* _AVAILABLE RECORDS_:
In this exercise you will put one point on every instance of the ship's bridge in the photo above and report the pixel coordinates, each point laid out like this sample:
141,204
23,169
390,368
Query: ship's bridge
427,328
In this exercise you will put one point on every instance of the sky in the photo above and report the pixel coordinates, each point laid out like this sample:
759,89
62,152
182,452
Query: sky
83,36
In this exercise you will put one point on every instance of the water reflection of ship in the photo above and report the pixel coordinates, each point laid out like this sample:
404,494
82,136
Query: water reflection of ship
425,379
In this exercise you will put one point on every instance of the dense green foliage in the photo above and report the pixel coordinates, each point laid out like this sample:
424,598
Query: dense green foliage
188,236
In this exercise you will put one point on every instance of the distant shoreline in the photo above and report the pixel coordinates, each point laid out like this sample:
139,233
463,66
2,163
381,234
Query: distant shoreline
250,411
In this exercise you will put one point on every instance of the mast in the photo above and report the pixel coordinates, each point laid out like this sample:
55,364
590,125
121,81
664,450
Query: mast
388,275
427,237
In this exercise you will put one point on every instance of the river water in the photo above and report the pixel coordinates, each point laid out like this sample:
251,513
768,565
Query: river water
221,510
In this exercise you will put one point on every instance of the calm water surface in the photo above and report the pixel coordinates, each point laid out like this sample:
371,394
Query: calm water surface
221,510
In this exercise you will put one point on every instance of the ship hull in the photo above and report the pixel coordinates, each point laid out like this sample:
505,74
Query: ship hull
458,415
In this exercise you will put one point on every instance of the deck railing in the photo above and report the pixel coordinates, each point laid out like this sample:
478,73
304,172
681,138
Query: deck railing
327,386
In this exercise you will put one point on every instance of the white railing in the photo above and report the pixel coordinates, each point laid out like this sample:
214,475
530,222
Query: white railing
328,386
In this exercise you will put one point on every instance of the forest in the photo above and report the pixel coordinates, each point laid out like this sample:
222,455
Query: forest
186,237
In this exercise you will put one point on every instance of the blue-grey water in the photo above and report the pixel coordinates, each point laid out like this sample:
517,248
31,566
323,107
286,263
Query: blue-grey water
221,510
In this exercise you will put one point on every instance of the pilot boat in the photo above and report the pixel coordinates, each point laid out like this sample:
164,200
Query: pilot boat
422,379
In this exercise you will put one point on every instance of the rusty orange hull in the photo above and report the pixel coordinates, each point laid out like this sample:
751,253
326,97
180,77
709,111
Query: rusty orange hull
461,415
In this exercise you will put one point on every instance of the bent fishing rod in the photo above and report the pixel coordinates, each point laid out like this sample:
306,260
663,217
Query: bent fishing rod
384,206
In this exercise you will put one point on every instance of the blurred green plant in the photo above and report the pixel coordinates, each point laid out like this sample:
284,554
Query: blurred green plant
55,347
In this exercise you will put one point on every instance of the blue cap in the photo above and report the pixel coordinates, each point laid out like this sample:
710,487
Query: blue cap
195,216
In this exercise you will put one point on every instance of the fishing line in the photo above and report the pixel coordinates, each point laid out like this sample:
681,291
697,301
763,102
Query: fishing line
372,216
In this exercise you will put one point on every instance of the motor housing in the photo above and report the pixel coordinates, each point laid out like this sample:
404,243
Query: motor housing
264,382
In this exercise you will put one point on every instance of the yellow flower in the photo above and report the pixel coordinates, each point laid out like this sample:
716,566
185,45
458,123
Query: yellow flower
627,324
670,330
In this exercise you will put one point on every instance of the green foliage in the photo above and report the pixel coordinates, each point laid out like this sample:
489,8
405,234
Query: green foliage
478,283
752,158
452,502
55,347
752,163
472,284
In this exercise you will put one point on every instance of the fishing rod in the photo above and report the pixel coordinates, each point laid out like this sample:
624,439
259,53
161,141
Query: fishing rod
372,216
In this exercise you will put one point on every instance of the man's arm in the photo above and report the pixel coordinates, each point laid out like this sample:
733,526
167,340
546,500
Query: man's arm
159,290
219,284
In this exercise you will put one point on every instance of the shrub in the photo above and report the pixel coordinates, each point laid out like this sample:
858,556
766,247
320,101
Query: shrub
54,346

...

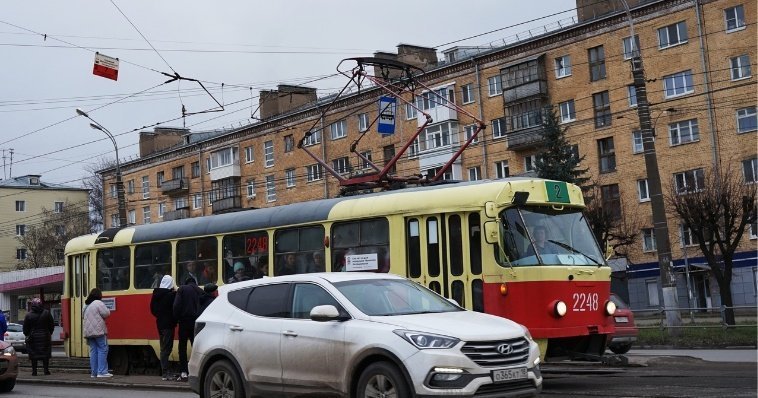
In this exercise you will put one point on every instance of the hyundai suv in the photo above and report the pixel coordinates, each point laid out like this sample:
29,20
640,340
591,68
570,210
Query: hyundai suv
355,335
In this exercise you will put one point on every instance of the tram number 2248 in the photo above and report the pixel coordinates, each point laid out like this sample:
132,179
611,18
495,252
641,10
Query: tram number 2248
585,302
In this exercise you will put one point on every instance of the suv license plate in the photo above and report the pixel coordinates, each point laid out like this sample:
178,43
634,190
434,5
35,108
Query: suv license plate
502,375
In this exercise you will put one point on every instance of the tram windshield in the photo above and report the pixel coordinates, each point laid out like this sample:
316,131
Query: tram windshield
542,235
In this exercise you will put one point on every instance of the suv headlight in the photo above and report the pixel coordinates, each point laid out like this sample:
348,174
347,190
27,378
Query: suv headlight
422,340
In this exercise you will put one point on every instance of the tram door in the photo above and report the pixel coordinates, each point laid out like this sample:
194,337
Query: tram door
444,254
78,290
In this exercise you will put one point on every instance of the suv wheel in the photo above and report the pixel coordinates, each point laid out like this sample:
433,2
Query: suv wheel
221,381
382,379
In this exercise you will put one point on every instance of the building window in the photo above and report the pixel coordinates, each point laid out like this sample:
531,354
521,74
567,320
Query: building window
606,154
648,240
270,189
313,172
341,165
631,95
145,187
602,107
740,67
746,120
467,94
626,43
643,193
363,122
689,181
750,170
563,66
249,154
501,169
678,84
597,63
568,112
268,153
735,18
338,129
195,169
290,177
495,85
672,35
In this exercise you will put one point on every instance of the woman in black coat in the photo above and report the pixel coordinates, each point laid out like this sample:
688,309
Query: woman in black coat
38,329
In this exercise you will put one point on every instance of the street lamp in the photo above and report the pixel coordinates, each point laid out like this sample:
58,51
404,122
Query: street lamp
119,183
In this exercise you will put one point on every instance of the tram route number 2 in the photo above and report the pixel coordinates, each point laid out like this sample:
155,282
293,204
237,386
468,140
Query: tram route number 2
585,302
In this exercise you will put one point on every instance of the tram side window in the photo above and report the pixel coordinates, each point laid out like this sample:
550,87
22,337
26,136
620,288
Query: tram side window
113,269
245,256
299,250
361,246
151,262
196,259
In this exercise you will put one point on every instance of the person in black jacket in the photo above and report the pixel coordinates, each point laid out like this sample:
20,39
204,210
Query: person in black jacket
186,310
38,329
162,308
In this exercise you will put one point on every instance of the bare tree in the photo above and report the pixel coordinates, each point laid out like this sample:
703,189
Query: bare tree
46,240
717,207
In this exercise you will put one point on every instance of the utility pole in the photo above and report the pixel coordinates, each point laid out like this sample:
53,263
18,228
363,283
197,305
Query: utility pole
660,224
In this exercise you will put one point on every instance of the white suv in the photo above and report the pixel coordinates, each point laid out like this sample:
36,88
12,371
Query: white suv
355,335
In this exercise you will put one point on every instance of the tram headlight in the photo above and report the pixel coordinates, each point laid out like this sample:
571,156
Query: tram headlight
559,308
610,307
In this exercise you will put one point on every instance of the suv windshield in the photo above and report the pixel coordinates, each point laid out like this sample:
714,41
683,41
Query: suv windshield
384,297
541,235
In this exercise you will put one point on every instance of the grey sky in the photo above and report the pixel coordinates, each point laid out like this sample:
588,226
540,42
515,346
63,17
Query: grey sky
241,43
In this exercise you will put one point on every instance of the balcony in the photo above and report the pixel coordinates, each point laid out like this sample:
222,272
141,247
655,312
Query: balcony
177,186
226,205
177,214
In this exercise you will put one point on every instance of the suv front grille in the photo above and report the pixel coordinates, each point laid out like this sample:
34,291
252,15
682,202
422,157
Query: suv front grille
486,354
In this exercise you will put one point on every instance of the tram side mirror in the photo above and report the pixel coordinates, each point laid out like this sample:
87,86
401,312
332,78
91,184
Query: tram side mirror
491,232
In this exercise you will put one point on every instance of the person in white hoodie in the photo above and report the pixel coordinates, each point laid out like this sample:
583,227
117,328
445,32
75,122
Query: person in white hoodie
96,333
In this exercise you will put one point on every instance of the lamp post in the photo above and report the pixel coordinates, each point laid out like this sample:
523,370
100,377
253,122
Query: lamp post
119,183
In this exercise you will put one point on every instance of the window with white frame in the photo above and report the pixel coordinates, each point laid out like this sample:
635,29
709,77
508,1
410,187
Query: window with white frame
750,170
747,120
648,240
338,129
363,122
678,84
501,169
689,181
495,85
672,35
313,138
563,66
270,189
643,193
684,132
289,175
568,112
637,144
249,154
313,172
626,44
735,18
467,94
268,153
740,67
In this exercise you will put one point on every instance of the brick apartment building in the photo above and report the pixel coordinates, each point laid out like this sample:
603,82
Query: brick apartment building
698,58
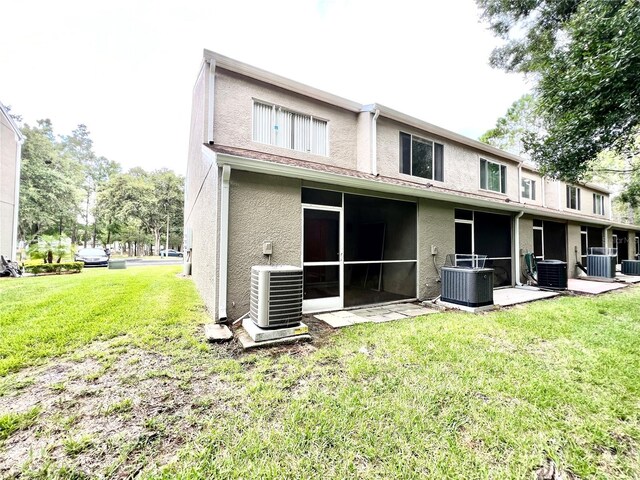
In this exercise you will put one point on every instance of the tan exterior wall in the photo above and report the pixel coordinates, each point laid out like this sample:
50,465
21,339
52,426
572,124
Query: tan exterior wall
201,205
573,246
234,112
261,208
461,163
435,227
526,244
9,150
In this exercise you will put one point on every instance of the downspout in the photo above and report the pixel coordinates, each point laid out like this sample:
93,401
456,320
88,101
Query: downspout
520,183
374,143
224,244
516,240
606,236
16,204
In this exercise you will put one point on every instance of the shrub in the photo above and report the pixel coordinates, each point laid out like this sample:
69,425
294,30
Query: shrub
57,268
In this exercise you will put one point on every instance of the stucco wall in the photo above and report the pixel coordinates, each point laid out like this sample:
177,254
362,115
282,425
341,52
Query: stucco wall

* * *

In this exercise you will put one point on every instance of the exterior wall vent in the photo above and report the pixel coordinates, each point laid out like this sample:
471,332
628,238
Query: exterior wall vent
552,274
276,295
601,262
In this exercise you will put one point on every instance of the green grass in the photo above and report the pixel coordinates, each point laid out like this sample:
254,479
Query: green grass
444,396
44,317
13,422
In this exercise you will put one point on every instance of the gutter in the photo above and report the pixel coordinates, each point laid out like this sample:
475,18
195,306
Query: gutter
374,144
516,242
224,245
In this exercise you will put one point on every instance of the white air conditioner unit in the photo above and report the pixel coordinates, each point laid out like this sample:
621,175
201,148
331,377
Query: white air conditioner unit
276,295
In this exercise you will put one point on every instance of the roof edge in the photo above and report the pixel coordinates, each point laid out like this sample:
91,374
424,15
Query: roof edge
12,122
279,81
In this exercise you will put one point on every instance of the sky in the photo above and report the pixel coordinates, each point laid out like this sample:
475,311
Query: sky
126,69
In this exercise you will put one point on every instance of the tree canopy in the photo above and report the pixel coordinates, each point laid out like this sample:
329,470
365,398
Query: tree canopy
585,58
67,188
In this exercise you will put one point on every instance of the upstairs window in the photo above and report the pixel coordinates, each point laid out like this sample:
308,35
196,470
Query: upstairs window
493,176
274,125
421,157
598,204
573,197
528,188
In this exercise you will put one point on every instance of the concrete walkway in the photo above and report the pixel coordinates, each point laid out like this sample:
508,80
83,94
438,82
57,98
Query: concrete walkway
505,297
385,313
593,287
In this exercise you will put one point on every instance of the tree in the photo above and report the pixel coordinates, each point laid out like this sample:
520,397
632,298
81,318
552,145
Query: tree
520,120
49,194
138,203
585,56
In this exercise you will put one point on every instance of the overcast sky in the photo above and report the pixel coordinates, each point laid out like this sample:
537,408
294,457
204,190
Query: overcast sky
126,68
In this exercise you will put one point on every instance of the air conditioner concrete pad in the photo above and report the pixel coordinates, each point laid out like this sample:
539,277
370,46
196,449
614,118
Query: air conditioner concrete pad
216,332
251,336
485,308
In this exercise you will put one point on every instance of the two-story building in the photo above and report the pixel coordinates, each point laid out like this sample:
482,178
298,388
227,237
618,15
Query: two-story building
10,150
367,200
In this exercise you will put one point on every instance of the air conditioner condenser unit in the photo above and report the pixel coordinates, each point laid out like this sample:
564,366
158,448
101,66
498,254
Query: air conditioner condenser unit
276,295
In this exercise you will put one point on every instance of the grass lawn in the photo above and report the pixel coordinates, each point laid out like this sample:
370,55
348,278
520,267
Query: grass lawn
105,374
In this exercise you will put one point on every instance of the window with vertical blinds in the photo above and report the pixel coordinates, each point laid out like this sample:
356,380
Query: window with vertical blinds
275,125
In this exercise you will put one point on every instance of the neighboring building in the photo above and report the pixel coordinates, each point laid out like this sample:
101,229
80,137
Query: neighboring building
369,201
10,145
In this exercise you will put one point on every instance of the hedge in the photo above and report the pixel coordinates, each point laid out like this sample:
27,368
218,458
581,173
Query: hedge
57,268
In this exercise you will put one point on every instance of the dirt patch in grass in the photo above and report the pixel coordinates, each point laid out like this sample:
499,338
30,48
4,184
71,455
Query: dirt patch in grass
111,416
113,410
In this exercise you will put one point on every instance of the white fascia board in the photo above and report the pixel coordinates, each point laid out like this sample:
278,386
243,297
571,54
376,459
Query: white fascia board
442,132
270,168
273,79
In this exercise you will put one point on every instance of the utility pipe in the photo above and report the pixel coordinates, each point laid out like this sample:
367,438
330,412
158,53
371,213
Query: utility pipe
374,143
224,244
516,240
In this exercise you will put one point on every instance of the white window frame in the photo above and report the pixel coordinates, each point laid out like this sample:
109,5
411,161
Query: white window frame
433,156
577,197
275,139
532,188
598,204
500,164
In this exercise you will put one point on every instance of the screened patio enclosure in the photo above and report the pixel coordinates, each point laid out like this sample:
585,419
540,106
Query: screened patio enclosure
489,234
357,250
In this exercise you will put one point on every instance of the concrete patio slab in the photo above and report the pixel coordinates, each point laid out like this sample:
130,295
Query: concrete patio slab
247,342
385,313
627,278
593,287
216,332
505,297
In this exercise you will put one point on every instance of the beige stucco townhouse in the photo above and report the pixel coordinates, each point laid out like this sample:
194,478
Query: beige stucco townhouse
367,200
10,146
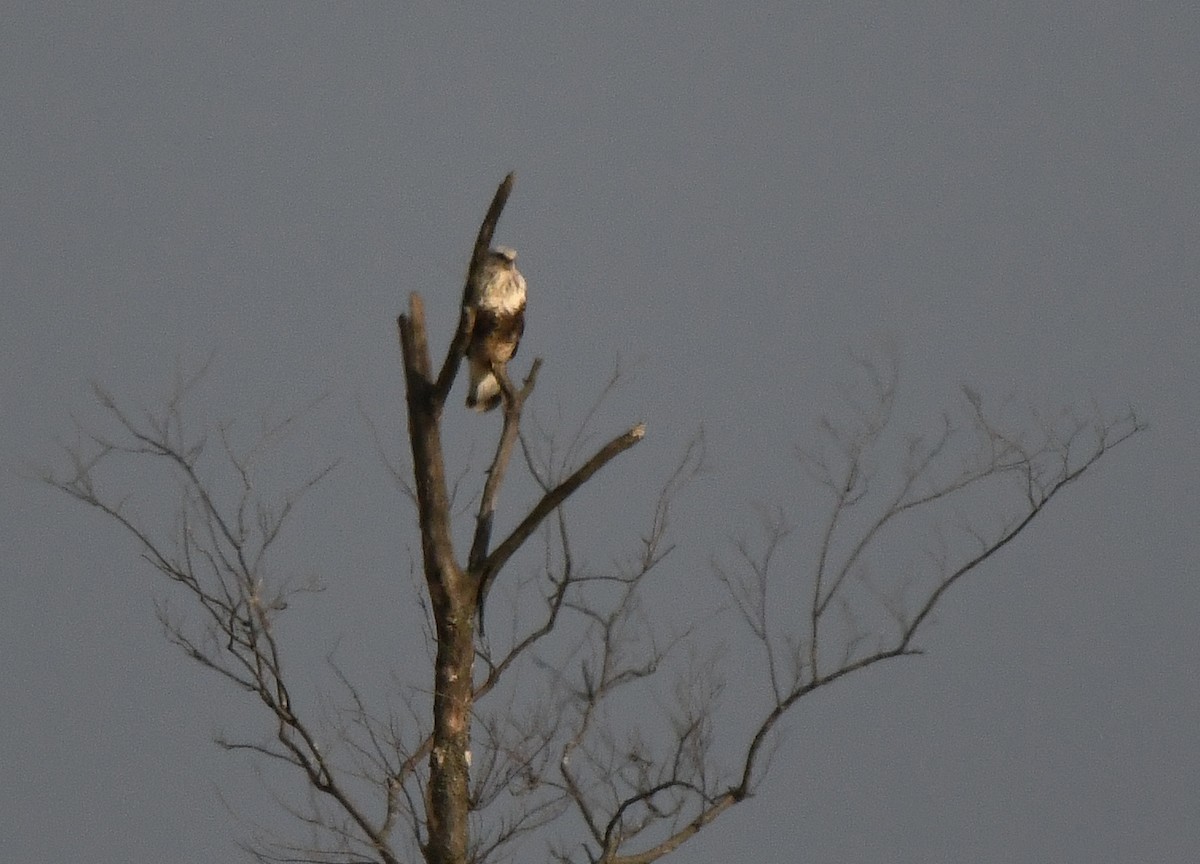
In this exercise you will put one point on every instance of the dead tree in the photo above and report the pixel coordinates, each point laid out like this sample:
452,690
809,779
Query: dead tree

* _WHAT IS REQUIRED_: The expected output is every line of the records in which the string "dead" appears.

* _TASK ANSWER_:
In this exercise you will put one point on every instance of the dead tree in the photo above and report the pixel coordinates, each point laid out like this sample:
Query: dead tree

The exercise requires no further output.